The paper introduces SkillRouter, a compact 1.2B-parameter retrieve-and-rerank pipeline designed to select relevant tools (skills) for LLM agents from pools of ~80,000 candidates. It achieves a SOTA 74.0% Hit@1 accuracy, surpassing much larger 8B-parameter models and proprietary embeddings through task-specific fine-tuning.
TL;DR
As LLM agent ecosystems scale to tens of thousands of tools (skills), the bottleneck has shifted from how to use a tool to which tool to pick. SkillRouter is a 1.2B-parameter pipeline that proves metadata is not enough: by focusing on the full implementation "body" of a skill, it achieves 74% top-1 accuracy on a massive 80k-skill benchmark, outperforming models 13x its size.
Background: The Metadata Myth
Current agent architectures (like Claude Code or OpenAI’s GPTs) follow a "progressive disclosure" design. They show the agent only the tool's name and a brief description to save context space. The implicit assumption? That names and descriptions are enough to identify the right tool.

(Region pointing data)

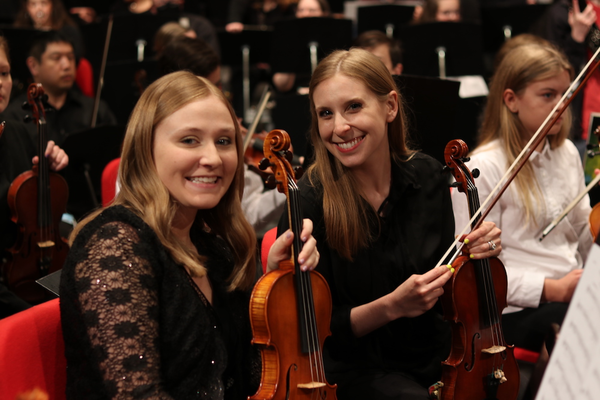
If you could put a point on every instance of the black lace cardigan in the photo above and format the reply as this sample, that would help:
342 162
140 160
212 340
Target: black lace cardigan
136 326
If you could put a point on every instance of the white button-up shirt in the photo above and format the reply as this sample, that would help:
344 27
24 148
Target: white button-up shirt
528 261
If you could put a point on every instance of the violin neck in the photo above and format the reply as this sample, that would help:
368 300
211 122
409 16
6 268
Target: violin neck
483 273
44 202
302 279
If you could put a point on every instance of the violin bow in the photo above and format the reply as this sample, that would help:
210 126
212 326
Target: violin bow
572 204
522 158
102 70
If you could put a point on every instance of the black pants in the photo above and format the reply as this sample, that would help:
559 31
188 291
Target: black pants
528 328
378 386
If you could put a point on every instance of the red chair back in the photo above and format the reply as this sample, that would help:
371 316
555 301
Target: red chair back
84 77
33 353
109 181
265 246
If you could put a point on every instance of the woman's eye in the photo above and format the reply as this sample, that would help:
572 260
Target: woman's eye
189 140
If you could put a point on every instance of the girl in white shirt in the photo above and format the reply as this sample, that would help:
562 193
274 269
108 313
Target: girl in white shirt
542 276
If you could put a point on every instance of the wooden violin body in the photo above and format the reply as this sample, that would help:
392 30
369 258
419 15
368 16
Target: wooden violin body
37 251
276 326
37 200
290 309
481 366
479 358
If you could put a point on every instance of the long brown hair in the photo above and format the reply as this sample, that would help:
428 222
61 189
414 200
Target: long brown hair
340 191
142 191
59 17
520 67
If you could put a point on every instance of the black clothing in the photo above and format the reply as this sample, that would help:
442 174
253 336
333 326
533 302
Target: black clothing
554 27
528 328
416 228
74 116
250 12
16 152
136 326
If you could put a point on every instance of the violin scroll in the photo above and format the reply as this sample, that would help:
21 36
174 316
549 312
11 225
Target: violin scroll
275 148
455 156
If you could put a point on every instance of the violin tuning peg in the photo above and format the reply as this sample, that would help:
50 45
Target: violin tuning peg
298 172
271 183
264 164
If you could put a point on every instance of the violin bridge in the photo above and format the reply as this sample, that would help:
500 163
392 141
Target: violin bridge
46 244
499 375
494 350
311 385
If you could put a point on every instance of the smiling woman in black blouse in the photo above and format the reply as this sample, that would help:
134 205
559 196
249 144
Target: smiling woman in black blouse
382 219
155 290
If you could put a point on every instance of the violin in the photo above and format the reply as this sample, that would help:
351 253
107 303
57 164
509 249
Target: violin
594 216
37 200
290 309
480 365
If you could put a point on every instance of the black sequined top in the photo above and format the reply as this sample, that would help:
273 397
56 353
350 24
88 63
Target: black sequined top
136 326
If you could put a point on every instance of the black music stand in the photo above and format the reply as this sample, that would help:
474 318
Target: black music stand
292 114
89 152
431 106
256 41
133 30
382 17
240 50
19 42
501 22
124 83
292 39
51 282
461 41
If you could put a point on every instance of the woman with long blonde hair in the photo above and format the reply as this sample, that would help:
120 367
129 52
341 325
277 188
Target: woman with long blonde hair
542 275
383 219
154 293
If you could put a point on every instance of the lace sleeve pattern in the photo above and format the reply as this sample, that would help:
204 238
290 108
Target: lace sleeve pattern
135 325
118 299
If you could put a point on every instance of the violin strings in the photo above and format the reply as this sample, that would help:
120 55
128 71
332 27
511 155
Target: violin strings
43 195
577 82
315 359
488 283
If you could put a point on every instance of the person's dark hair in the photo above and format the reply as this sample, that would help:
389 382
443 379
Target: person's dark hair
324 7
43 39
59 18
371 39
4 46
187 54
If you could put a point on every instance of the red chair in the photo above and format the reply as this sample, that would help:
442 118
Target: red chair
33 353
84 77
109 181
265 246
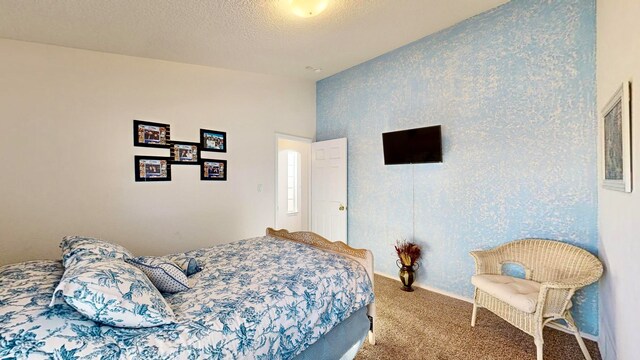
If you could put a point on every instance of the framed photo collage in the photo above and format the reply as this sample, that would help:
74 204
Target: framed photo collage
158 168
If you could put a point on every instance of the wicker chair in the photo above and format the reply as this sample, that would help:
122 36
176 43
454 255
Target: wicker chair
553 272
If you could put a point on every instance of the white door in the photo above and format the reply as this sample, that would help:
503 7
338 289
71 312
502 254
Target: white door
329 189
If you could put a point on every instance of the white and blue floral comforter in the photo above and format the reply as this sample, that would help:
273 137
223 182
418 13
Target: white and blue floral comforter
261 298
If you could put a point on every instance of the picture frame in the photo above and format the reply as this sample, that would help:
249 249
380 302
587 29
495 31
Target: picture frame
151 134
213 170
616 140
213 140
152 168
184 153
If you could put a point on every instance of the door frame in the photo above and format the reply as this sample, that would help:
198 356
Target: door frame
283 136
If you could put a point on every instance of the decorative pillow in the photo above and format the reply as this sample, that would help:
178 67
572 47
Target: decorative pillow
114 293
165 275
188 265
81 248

• **Task item**
Go on with the SkillRouter write-up, starting right after its last sentence.

• **Response to the exercise**
This paper busts that myth. In community-contributed repositories, functional overlap is rampant. If you have 50 different "Git" tools, their descriptions all look the same. The authors found that removing the implementation "body" causes retrieval performance to collapse by up to 44 percentage points.
Methodology: The Anatomy of SkillRouter
SkillRouter employs a classic two-stage architecture but with two "secret sauces" that make it work at a 1.2B parameter scale:
1. Two-Stage Retrieve-and-Rerank
- Stage 1 (Bi-encoder): A 0.6B model reduces 80,000 skills to the top 20 candidates.
- Stage 2 (Cross-encoder): A 0.6B reranker performs deep cross-attention between the query and the full text of those 20 candidates.

2. The "Body" is Everything
The authors performed an attention analysis on the reranker. The result was staggering: 91.7% of the model’s attention was focused on the skill's body, while the description—the part we usually rely on—received a measly 1.0%.

Key Innovations for Homogeneous Pools
If you are training a model to distinguish between very similar tools, standard training fails. SkillRouter introduces two vital techniques:
- False Negative Filtering: In open-source repos, two skills might do the same thing under different names. If you treat one as a "negative" for the other during training, you confuse the model. SkillRouter uses a 3-layer filter (Name, Jaccard similarity, and Embedding) to purge these "false negatives."
- Listwise vs. Pointwise Loss: Standard rerankers score items one-by-one (pointwise). SkillRouter uses a Listwise Cross-Entropy loss, forcing the model to compare all 20 candidates simultaneously. This "comparative reasoning" is why it handles homogeneous pools so much better than traditional methods.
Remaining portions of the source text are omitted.